Stored data entries

════════════════════

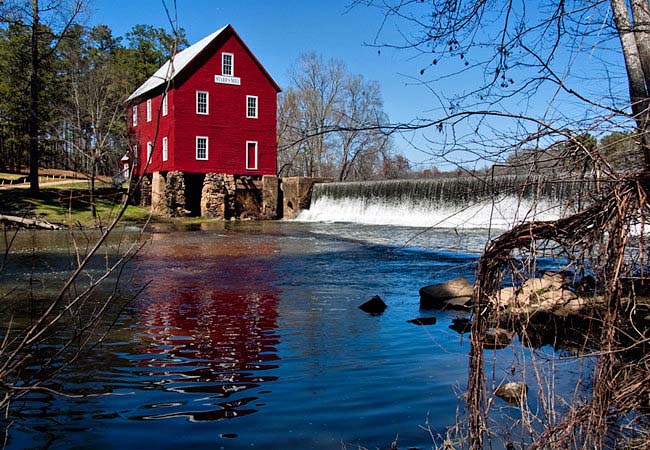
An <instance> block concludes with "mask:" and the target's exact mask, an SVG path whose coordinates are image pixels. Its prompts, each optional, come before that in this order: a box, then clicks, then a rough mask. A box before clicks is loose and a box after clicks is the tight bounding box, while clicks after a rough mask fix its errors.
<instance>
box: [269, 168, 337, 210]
mask: <svg viewBox="0 0 650 450" xmlns="http://www.w3.org/2000/svg"><path fill="white" fill-rule="evenodd" d="M331 181H332V179H331V178H311V177H288V178H283V179H282V187H281V188H282V196H283V199H282V203H283V204H282V211H283V214H282V215H283V217H284V218H285V219H295V218H296V217H297V216H298V214H299V213H300V211H301V210H303V209H309V205H310V203H311V193H312V190H313V188H314V184H315V183H327V182H331Z"/></svg>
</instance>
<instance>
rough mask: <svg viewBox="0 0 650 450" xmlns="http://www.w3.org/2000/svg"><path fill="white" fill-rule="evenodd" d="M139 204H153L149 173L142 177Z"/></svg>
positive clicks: (138, 197)
mask: <svg viewBox="0 0 650 450" xmlns="http://www.w3.org/2000/svg"><path fill="white" fill-rule="evenodd" d="M138 190H139V192H138V199H137V200H138V201H137V205H139V206H151V180H150V179H149V176H148V175H143V176H142V178H141V179H140V187H139V189H138Z"/></svg>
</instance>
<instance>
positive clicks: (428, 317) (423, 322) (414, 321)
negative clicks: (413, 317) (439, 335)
mask: <svg viewBox="0 0 650 450" xmlns="http://www.w3.org/2000/svg"><path fill="white" fill-rule="evenodd" d="M407 322H408V323H412V324H414V325H435V324H436V318H435V317H419V318H417V319H411V320H407Z"/></svg>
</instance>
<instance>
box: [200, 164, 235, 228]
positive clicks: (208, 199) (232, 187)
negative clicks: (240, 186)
mask: <svg viewBox="0 0 650 450" xmlns="http://www.w3.org/2000/svg"><path fill="white" fill-rule="evenodd" d="M235 191H236V183H235V177H234V176H233V175H226V174H223V173H208V174H206V175H205V179H204V181H203V190H202V191H201V217H208V218H210V219H230V218H231V217H233V216H234V212H235V208H234V199H235Z"/></svg>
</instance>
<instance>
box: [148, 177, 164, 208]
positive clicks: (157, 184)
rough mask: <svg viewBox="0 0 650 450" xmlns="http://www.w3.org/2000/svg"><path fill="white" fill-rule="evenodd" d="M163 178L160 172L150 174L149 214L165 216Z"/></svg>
mask: <svg viewBox="0 0 650 450" xmlns="http://www.w3.org/2000/svg"><path fill="white" fill-rule="evenodd" d="M165 184H166V181H165V176H164V175H163V174H162V173H160V172H154V173H152V174H151V212H153V213H154V214H167V199H166V198H165V195H166V193H165V191H166V186H165Z"/></svg>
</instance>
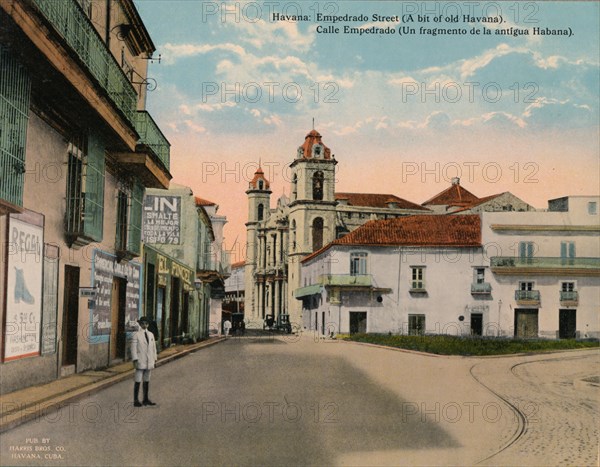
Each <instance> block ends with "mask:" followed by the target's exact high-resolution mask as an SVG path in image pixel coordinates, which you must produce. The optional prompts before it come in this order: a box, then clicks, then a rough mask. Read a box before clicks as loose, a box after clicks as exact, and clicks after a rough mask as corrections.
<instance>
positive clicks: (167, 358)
mask: <svg viewBox="0 0 600 467" xmlns="http://www.w3.org/2000/svg"><path fill="white" fill-rule="evenodd" d="M224 340H225V338H217V339H214V340H210V341H203V342H200V343H198V344H195V345H194V346H193V347H189V348H186V349H184V350H181V351H180V352H176V353H174V354H172V355H167V356H165V357H163V358H161V359H159V360H158V361H157V362H156V367H159V366H162V365H165V364H167V363H170V362H172V361H174V360H178V359H180V358H182V357H185V356H186V355H188V354H191V353H194V352H196V351H197V350H200V349H203V348H205V347H210V346H212V345H215V344H218V343H219V342H221V341H224ZM133 372H134V370H133V368H131V369H128V370H125V371H122V372H120V373H118V374H116V375H114V376H109V377H107V378H104V379H102V380H100V381H96V382H94V383H90V384H87V385H84V386H80V387H79V388H77V389H73V390H70V391H67V392H63V393H59V394H55V395H53V396H50V397H48V398H46V399H42V400H41V401H38V402H32V403H30V404H27V405H23V406H21V407H20V408H19V409H17V410H15V411H13V412H9V413H8V414H6V415H4V414H3V415H2V416H1V419H0V433H4V432H6V431H9V430H12V429H13V428H16V427H17V426H19V425H22V424H23V423H26V422H28V421H30V420H34V419H38V418H41V417H43V416H46V415H48V414H50V413H53V412H56V411H57V410H60V409H61V408H62V407H64V406H66V405H68V404H69V403H71V402H74V401H77V400H79V399H83V398H84V397H86V396H89V395H91V394H95V393H97V392H99V391H101V390H102V389H106V388H108V387H110V386H112V385H114V384H117V383H120V382H121V381H124V380H126V379H129V378H131V375H133Z"/></svg>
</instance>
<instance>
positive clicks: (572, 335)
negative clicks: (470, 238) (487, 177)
mask: <svg viewBox="0 0 600 467" xmlns="http://www.w3.org/2000/svg"><path fill="white" fill-rule="evenodd" d="M599 202H600V198H599V197H598V196H568V197H563V198H558V199H554V200H550V201H549V202H548V210H547V211H537V212H516V213H504V212H495V213H492V212H490V213H483V214H482V238H483V242H484V245H485V247H486V255H487V256H488V257H489V261H490V264H489V272H488V274H489V275H490V276H491V279H492V283H493V289H494V301H495V302H496V303H498V304H499V305H498V307H499V308H500V309H501V312H500V313H499V319H500V322H501V326H502V332H503V333H504V334H505V335H508V336H516V337H547V338H575V337H579V338H585V337H596V338H597V337H600V324H599V323H600V322H599V319H598V317H599V316H600V302H599V300H598V297H599V296H600V240H599V237H600V218H599V215H598V203H599Z"/></svg>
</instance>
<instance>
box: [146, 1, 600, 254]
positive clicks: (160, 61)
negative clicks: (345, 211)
mask: <svg viewBox="0 0 600 467" xmlns="http://www.w3.org/2000/svg"><path fill="white" fill-rule="evenodd" d="M135 4H136V6H137V8H138V10H139V12H140V14H141V16H142V19H143V20H144V22H145V24H146V27H147V29H148V31H149V32H150V35H151V37H152V39H153V41H154V43H155V45H156V48H157V51H156V53H155V56H158V54H160V55H161V61H160V63H158V62H156V61H155V62H154V63H152V64H150V68H149V76H150V77H151V78H153V79H155V80H156V82H157V84H158V85H157V88H156V90H154V91H153V92H151V93H149V96H148V103H147V108H148V110H149V111H150V112H151V114H152V115H153V117H154V119H155V120H156V121H157V123H158V124H159V126H160V127H161V129H162V130H163V132H164V133H165V136H166V137H167V139H169V141H170V142H171V145H172V146H171V172H172V175H173V182H175V183H177V184H182V185H187V186H190V187H191V188H192V189H193V191H194V194H195V195H196V196H200V197H202V198H206V199H209V200H211V201H214V202H216V203H217V204H218V205H219V214H221V215H225V216H227V218H228V224H227V225H226V227H225V248H226V249H231V250H232V262H235V261H239V260H242V259H244V258H243V245H244V243H245V226H244V223H245V222H246V220H247V210H248V206H247V204H248V203H247V198H246V195H245V191H246V190H247V188H248V182H249V181H250V179H251V178H252V176H253V174H254V172H255V170H256V169H257V167H258V163H259V161H260V163H261V164H262V167H263V169H264V170H265V174H266V176H267V178H268V179H269V180H270V181H271V189H272V191H273V194H272V196H271V204H272V207H274V206H275V203H276V201H277V198H278V197H279V196H281V195H282V194H289V193H290V172H289V168H288V166H289V164H290V163H291V162H292V161H293V159H294V157H295V155H296V150H297V148H298V146H300V145H301V144H302V143H303V141H304V137H305V135H306V134H307V133H308V132H309V131H310V130H311V129H312V128H313V119H314V128H315V129H316V130H318V131H319V132H320V133H321V134H322V136H323V142H324V143H325V144H326V145H327V146H328V147H329V148H330V149H331V151H332V153H333V154H335V158H336V159H337V160H338V165H337V176H336V191H338V192H363V193H389V194H395V195H397V196H399V197H401V198H404V199H407V200H409V201H412V202H416V203H419V204H420V203H422V202H424V201H425V200H427V199H429V198H431V197H432V196H433V195H435V194H437V193H438V192H440V191H442V190H444V189H445V188H447V187H448V186H449V184H450V182H451V179H452V178H453V177H456V176H459V177H460V179H461V185H462V186H464V187H465V188H466V189H468V190H469V191H471V192H473V193H474V194H475V195H477V196H480V197H483V196H488V195H492V194H496V193H502V192H505V191H510V192H511V193H513V194H515V195H517V196H519V197H520V198H522V199H523V200H525V201H527V202H529V203H530V204H532V205H534V206H535V207H537V208H545V207H547V200H548V199H552V198H557V197H561V196H565V195H593V194H598V193H599V192H600V188H599V186H598V184H599V182H598V180H599V175H600V166H599V147H600V143H599V134H598V133H599V112H600V110H599V94H598V92H599V91H598V90H599V89H600V82H599V56H600V51H599V43H600V37H599V36H600V25H599V17H600V12H599V3H597V2H395V1H368V2H367V1H340V2H314V1H300V2H287V1H277V0H273V1H267V2H247V1H239V2H205V1H198V0H135ZM277 15H278V17H277ZM465 16H468V17H465ZM486 20H487V21H486ZM336 28H337V30H336ZM535 28H538V29H535ZM484 29H485V31H484ZM525 31H526V32H528V33H529V34H524V33H525ZM553 31H555V32H556V31H560V32H563V33H565V34H566V35H551V34H541V33H543V32H553ZM500 32H504V34H499V33H500ZM536 32H537V33H536ZM450 33H452V34H450Z"/></svg>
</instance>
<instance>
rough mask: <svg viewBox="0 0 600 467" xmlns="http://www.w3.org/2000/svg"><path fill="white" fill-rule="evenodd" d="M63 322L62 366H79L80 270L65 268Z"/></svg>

════════════════════

Gather every line in the rows above that contains the string "target". Match case exactly.

■ **Reply to the task**
An <instance> block concludes with "mask:" and the target's exact mask, an SVG path whose coordinates are image pixels. Its prompts, each optional, come before that in this order: a box, then clicks, then a rough mask. A box before clicks is loose and a box after clicks is the tight bounding box, while clicks after a rough mask fix its errors.
Each <instance> block ends with "mask:" followed by the target's exact high-resolution mask as an SVG path in image pixel coordinates, which you must produce. The optional prompts before it come in this order: a box, then clicks, then a rough mask. Read a box before clicks as loose, a box after clicks as exact, and clicks after a rough mask as corrections.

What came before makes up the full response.